» **Texte**:
━━━━━━━━━━━━━━━━━━━━

À peine quinquagénaire, aux traits nets, soulignés par le hâle de la vie extérieure ; les yeux clairs, vifs, qui cherchent le regard de l’interlocuteur. La voix est nette, posée, avec l’accent des stéphanois, un peu traînant, comme prudent. Il est direct, presque chaleureux, mais on sent qu’on “ne la lui fait pas”. On lui a fait avaler tant de promesses non tenues qu’on ne l’a plus au charme. Le soutien moral, merci, ça ne nourrit pas et ce n’est pas un moteur enduro pour un projet de longue haleine…
En deux phrases il est dans le sujet de sa passion, le seul important à ses yeux, le fruit de sa réflexion sur les causes cumulées de la “malvie” de cette fin de siècle, le chômage généralisé et durable, la dégradation constante de l’environnement, le gâchis de l’exploitation déraisonnable des ressources, à commencer par l’eau, cette eau précieuse et rare, indispensable à la vie.
Son discours embarrasse, parce qu’en des termes simples et clairs, c’est de l’écologie politique, de la vraie, sans langue de bois. Sa projection sur les effets présents et à venir de nos abus, nos bêtises et nos cynismes, gêne, dérange nos consciences. Il n’a même pas besoin de porter un jugement sur l’aveuglement, et le manque de courage politique des acteurs et décideurs de la chose environnementale ; sa seule histoire, sans commentaires acrimonieux, est édifiante sur ce sujet.

━━━━━━━━━━━━━━━━━━━━

» **Consigne**: Recopiez fidèlement le passage du texte qui commence par « À peine quinquagénaire, aux » et se poursuit jusqu'à « indispensable à la vie. ». Les enregistrements qui viennent ensuite forment un matériau distinct du texte.

━━━━━━━━━━━━━━━━━━━━

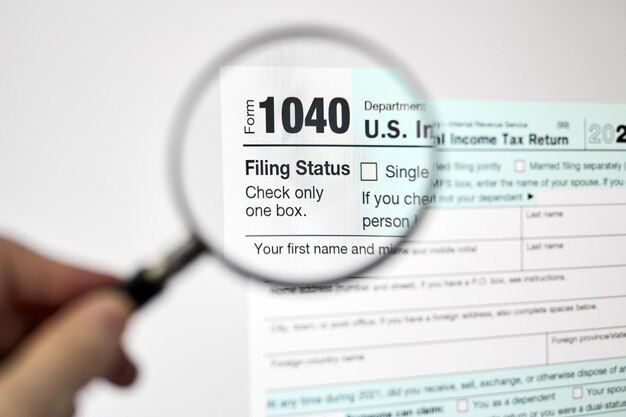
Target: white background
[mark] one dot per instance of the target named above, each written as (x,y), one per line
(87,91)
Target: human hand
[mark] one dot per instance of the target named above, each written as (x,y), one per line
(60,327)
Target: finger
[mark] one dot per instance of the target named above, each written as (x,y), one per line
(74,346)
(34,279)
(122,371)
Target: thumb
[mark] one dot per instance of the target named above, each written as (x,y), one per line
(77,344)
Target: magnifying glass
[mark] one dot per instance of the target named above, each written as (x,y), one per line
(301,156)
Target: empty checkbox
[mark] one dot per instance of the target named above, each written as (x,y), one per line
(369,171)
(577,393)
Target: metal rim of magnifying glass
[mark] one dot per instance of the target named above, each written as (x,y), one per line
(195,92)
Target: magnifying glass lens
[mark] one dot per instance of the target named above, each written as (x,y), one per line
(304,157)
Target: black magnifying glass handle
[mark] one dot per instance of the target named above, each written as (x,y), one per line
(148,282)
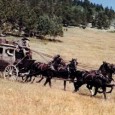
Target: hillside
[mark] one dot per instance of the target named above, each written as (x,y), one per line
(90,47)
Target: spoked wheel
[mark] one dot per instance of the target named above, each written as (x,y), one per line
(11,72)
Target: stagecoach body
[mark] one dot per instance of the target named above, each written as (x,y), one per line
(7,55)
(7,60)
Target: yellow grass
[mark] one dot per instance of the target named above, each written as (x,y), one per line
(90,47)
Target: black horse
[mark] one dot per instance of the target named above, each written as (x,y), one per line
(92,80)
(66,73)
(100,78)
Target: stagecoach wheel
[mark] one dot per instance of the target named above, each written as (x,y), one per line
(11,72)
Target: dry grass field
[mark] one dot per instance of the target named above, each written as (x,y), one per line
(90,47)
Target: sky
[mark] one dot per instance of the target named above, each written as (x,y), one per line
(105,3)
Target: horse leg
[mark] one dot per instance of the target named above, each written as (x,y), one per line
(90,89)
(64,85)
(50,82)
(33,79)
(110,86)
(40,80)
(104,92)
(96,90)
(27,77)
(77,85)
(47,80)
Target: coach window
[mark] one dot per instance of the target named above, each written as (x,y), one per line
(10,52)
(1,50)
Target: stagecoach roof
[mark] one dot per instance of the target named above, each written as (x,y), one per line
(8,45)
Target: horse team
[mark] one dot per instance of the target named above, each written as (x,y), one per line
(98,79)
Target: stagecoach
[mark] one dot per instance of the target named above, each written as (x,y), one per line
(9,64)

━━━━━━━━━━━━━━━━━━━━

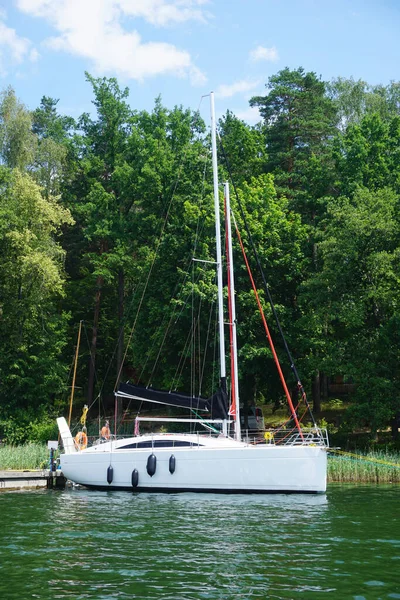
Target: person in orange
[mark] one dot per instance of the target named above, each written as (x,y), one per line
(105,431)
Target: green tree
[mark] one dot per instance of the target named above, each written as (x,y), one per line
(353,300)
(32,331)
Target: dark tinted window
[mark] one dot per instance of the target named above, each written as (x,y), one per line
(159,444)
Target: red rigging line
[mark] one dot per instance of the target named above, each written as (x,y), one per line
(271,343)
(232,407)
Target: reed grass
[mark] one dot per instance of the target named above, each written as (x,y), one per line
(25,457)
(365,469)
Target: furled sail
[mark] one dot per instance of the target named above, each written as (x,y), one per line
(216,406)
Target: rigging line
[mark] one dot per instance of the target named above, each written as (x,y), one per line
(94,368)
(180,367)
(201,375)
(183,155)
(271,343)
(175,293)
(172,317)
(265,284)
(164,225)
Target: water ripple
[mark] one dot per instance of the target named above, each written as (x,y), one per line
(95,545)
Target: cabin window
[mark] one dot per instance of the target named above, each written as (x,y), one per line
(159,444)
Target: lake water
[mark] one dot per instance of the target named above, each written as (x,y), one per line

━━━━━━━━━━━━━━━━━━━━

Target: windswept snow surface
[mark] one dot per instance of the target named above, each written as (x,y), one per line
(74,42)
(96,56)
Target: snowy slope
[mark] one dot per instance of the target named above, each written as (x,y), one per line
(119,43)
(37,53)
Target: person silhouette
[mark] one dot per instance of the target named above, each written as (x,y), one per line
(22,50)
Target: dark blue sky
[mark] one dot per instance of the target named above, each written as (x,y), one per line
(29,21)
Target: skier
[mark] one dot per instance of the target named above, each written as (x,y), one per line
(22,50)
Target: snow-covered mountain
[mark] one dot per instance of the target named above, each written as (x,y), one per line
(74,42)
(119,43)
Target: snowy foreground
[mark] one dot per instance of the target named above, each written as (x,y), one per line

━━━━━━━━━━━━━━━━━━━━

» **Réponse**:
À peine quinquagénaire, aux traits nets, soulignés par le hâle de la vie extérieure ; les yeux clairs, vifs, qui cherchent le regard de l’interlocuteur. La voix est nette, posée, avec l’accent des stéphanois, un peu traînant, comme prudent. Il est direct, presque chaleureux, mais on sent qu’on “ne la lui fait pas”. On lui a fait avaler tant de promesses non tenues qu’on ne l’a plus au charme. Le soutien moral, merci, ça ne nourrit pas et ce n’est pas un moteur enduro pour un projet de longue haleine…
En deux phrases il est dans le sujet de sa passion, le seul important à ses yeux, le fruit de sa réflexion sur les causes cumulées de la “malvie” de cette fin de siècle, le chômage généralisé et durable, la dégradation constante de l’environnement, le gâchis de l’exploitation déraisonnable des ressources, à commencer par l’eau, cette eau précieuse et rare, indispensable à la vie.